_WHAT THE TASK ASKS:_
The required result is the exact run of lines beginning at the one containing "298L549 331L348 397L600" and ending at the last line of the entries.

_SOURCE INFORMATION:_
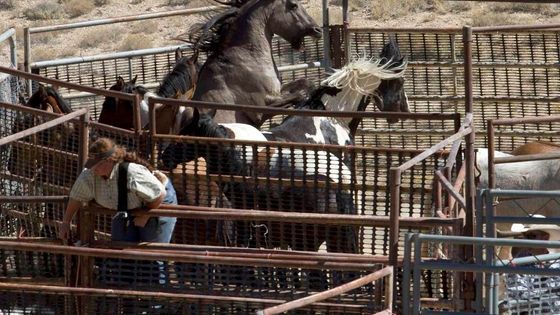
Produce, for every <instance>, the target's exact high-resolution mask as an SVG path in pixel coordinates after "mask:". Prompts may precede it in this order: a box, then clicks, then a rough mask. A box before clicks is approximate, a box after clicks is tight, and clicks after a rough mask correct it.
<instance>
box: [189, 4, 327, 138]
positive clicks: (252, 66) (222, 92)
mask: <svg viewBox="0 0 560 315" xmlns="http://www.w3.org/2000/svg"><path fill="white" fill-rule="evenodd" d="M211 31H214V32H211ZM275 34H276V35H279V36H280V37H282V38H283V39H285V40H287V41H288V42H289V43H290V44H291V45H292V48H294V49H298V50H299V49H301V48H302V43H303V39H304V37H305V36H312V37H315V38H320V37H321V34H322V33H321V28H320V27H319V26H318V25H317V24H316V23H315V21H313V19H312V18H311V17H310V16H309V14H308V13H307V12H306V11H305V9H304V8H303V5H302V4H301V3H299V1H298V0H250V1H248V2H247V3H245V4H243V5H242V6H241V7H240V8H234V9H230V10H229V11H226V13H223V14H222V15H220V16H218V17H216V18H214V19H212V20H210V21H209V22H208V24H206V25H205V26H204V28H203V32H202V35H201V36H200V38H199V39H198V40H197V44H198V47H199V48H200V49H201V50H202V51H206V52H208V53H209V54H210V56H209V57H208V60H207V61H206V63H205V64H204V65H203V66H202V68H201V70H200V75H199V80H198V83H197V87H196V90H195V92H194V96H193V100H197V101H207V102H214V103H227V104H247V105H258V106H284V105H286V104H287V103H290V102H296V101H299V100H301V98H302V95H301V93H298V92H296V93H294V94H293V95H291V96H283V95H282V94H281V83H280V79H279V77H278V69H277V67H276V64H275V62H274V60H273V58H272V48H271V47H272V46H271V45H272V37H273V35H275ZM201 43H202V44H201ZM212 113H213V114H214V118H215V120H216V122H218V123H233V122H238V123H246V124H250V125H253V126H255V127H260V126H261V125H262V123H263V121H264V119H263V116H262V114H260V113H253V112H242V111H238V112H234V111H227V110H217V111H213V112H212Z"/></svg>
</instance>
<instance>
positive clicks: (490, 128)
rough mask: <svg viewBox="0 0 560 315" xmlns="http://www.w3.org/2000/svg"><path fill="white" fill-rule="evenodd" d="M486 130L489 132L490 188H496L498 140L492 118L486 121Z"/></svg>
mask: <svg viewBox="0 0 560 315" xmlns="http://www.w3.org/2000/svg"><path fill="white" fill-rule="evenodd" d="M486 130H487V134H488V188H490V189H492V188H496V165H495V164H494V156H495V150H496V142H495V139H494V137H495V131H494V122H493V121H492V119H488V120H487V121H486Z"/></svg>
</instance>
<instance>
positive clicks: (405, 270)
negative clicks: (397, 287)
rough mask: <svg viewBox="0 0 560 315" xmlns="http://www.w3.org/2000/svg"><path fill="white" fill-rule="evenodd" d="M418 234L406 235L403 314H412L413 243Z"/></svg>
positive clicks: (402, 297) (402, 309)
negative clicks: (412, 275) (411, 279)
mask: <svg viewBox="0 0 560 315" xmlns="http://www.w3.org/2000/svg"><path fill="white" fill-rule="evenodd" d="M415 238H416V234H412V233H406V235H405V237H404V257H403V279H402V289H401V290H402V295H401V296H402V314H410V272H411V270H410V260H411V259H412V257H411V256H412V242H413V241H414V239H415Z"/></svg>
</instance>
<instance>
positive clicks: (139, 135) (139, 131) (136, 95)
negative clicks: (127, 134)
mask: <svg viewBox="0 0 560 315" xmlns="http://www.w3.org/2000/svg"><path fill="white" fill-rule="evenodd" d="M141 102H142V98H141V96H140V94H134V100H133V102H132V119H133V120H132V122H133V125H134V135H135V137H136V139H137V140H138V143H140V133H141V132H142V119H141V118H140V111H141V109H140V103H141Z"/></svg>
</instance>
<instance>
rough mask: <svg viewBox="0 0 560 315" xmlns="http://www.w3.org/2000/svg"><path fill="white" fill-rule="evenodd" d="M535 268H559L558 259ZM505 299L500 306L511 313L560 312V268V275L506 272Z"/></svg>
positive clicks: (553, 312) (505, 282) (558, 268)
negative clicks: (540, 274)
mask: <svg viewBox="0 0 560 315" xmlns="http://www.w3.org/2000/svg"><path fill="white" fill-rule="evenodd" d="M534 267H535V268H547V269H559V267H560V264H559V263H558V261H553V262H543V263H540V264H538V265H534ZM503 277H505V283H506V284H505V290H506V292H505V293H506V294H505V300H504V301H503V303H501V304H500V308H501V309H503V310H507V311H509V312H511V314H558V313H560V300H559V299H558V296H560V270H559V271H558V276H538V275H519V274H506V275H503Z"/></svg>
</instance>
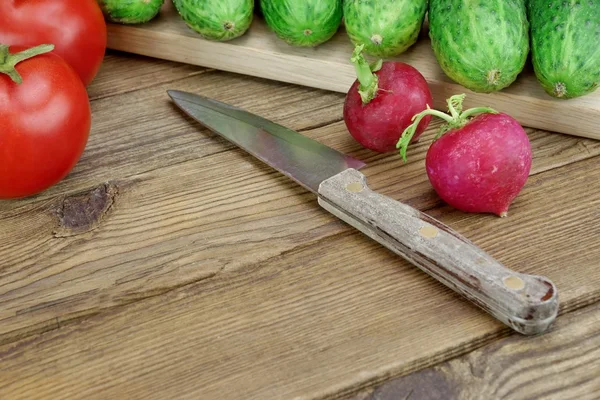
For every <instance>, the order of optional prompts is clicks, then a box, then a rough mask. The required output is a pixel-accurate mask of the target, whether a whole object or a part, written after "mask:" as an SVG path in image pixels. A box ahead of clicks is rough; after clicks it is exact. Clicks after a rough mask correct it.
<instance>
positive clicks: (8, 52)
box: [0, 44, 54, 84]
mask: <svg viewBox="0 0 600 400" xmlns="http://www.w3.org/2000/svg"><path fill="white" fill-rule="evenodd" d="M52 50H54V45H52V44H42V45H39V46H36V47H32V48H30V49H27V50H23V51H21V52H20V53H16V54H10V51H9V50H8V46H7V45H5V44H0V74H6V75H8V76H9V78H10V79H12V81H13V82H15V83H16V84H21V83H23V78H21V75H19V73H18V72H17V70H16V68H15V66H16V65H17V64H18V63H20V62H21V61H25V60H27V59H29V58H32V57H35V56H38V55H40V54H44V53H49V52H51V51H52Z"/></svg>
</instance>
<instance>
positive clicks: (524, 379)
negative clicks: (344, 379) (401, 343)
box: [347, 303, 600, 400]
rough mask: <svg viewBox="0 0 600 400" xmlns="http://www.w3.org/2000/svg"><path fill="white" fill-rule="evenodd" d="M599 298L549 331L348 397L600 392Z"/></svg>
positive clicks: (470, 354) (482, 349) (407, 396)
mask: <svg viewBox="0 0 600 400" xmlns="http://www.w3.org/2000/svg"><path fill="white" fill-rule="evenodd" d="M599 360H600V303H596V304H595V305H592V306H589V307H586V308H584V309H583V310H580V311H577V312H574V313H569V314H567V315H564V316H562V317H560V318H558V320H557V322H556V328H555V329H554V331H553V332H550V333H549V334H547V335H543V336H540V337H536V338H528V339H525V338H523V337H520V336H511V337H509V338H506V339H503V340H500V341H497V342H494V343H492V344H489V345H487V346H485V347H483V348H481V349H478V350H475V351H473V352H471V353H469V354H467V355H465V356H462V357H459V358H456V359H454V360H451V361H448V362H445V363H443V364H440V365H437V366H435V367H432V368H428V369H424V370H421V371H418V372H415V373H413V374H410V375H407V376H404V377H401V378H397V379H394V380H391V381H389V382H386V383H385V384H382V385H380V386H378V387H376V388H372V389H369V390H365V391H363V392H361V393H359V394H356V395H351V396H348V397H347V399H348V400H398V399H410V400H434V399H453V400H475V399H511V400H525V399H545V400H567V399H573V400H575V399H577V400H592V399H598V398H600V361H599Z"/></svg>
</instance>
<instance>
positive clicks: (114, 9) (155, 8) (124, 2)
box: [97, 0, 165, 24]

_ANSWER BOX:_
rough mask: <svg viewBox="0 0 600 400" xmlns="http://www.w3.org/2000/svg"><path fill="white" fill-rule="evenodd" d="M599 298L549 331L348 397L600 392Z"/></svg>
positive clicks: (470, 354) (482, 349) (407, 396)
mask: <svg viewBox="0 0 600 400" xmlns="http://www.w3.org/2000/svg"><path fill="white" fill-rule="evenodd" d="M599 360H600V303H596V304H595V305H592V306H589V307H586V308H584V309H583V310H580V311H577V312H574V313H569V314H567V315H564V316H562V317H560V318H558V320H557V322H556V328H555V329H554V331H553V332H550V333H549V334H547V335H543V336H540V337H536V338H528V339H525V338H523V337H520V336H511V337H509V338H506V339H503V340H500V341H497V342H494V343H492V344H489V345H487V346H485V347H483V348H481V349H478V350H475V351H473V352H471V353H469V354H467V355H465V356H462V357H459V358H456V359H454V360H451V361H448V362H445V363H443V364H440V365H437V366H435V367H432V368H428V369H424V370H421V371H418V372H415V373H413V374H410V375H407V376H404V377H401V378H397V379H394V380H391V381H389V382H386V383H385V384H382V385H380V386H378V387H376V388H372V389H369V390H365V391H363V392H361V393H359V394H356V395H351V396H348V397H347V399H348V400H398V399H410V400H434V399H453V400H475V399H511V400H525V399H545V400H567V399H573V400H575V399H577V400H592V399H598V398H600V361H599Z"/></svg>
</instance>
<instance>
positive clicks: (114, 9) (155, 8) (124, 2)
box: [97, 0, 165, 24]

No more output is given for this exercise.